** Work order **
Answer these three questions from the text on dehydrating eggs, one answer per line:
1. At what temperature should the eggs be dried?
2. At roughly what ratio should water be added to rehydrate them?
3. What happens to oil used to fry the eggs before drying?

** Text shown **
How to Dehydrate Eggs
There are a few reasons to dehydrate eggs, and one of them is emergency preparedness. Dehydrated food, including eggs, will store for a long time without refrigeration, so if you're worried about doomsday, you can start getting ready by stocking up on dried food.
Eggs are a popular choice because of their high protein and fat content. You can discard the yolk to save on calories, but if you're doing this for survival, you'll want to eat the whole egg.
- Whisk or blend the eggs so their smooth, as if you're going to fry them
- Pour onto a "fruit leather" tray
- Dry at 145 degrees F until they're dry and brittle
- You can grind them in a blender to make powdered eggs
- Store them in glass jars or plastic containers
What about salmonella?
You can also cook your eggs before dehydrating. You might be worried about salmonella not being killed at under 160 degrees, so frying them up in a nonstick pan is okay. If you use oil, the oil will go rancid while drying and in storage.
Make sure to note how many eggs you've used up, so you can record that on your storage containers. That way you'll be able to make the correct substitution when cooking with eggs.
When you're ready to rehydrate for cooking, add water at about a 1:1 ratio. Then use them like you would fresh eggs.
Make them last
When you preserve your eggs this way, you increase the shelf life to several months. It's a good way to save them if you have chickens or bought a bunch on sale. It's just another great use for a home food dehydrator.

** Stored data **
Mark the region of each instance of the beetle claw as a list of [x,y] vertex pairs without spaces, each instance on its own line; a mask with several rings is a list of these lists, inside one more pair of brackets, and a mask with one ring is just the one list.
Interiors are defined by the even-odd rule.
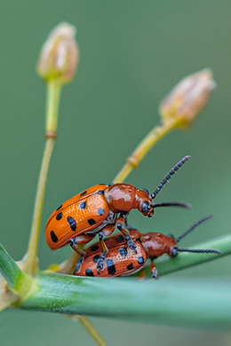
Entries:
[[104,269],[104,260],[105,260],[106,256],[102,254],[98,260],[98,263],[96,268],[98,269],[98,274],[100,274],[100,271],[103,271]]
[[80,269],[81,269],[82,263],[84,262],[84,257],[83,256],[80,256],[78,257],[78,262],[76,263],[75,271],[76,271],[76,272],[80,271]]

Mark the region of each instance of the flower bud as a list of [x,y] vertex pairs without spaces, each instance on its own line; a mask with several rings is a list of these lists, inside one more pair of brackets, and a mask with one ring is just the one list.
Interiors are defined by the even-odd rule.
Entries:
[[185,77],[161,103],[163,121],[175,120],[177,127],[189,127],[206,105],[215,86],[212,73],[208,68]]
[[39,75],[45,80],[60,79],[65,83],[74,77],[79,58],[76,31],[72,25],[60,23],[49,35],[37,65]]

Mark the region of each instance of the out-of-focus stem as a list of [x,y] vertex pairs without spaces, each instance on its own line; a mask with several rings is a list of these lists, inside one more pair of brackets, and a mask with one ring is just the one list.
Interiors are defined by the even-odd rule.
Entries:
[[41,217],[44,207],[44,199],[46,186],[48,169],[51,156],[56,139],[57,119],[60,97],[61,83],[59,80],[48,82],[47,108],[46,108],[46,132],[45,149],[40,169],[36,197],[33,213],[30,239],[28,243],[28,256],[25,263],[25,271],[35,274],[36,271],[36,253],[41,225]]
[[9,288],[17,295],[22,296],[29,290],[33,279],[20,270],[1,243],[0,271],[7,281]]
[[108,345],[104,338],[100,334],[96,327],[87,317],[78,316],[78,320],[99,346]]

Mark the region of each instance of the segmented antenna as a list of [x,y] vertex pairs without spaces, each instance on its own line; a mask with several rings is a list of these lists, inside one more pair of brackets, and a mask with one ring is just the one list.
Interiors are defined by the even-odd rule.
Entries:
[[177,239],[176,239],[176,242],[179,243],[179,240],[181,240],[182,238],[185,238],[185,236],[188,233],[190,233],[192,231],[194,231],[197,226],[199,226],[199,224],[204,223],[204,221],[207,221],[209,220],[210,218],[211,218],[212,216],[211,215],[209,215],[207,216],[204,216],[204,217],[202,217],[200,220],[196,221],[196,223],[195,223],[194,224],[191,225],[191,227],[188,228],[188,230],[187,230],[186,232],[184,232],[182,234],[180,234]]
[[171,176],[173,176],[180,167],[187,161],[187,160],[190,159],[191,156],[185,156],[182,160],[180,160],[170,171],[169,173],[164,177],[161,184],[156,187],[155,192],[151,194],[151,198],[154,200],[157,193],[161,191],[161,189],[163,187],[163,185],[171,179]]
[[220,255],[222,254],[221,251],[219,250],[213,250],[211,248],[206,248],[206,249],[197,249],[197,248],[178,248],[178,251],[181,252],[195,252],[197,254],[199,253],[205,253],[205,254],[218,254]]
[[186,209],[190,209],[191,205],[188,203],[181,203],[181,202],[163,202],[163,203],[153,203],[151,204],[151,208],[157,208],[157,207],[181,207],[185,208]]

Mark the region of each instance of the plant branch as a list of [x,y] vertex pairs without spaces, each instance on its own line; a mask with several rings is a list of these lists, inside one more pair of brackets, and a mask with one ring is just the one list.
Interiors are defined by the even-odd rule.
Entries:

** Answer to the problem **
1. 145 degrees F
2. About 1:1
3. It goes rancid while drying and in storage.